WHAT IS REQUIRED = Once the pictures are set aside, reproduce the remaining data exactly.

· · · · · · ·

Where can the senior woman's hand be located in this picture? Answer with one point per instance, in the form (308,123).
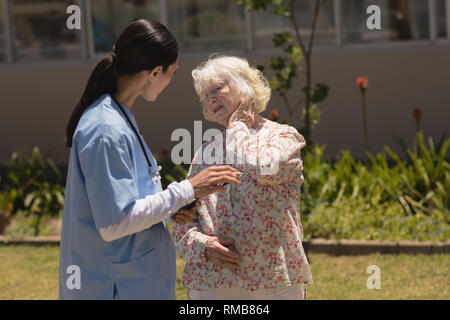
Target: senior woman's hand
(184,216)
(218,253)
(245,112)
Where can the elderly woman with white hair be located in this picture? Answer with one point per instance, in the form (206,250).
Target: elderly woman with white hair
(247,241)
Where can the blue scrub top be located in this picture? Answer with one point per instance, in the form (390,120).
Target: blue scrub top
(107,172)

· · · · · · ·

RESULT OF THE EXERCISE =
Where can the senior woman's hand be located in this picture? Answer with one point per instance, in the form (308,123).
Target: senior woman's hand
(184,216)
(218,253)
(245,112)
Where can the elderly woman with white hair be located in this picture? Answer with one point per instance, in the form (206,250).
Target: elderly woman with white hair
(247,241)
Where can the blue scrub top be located in this picture? Answer with one point per instance, in the form (390,120).
Target: blue scrub top
(107,172)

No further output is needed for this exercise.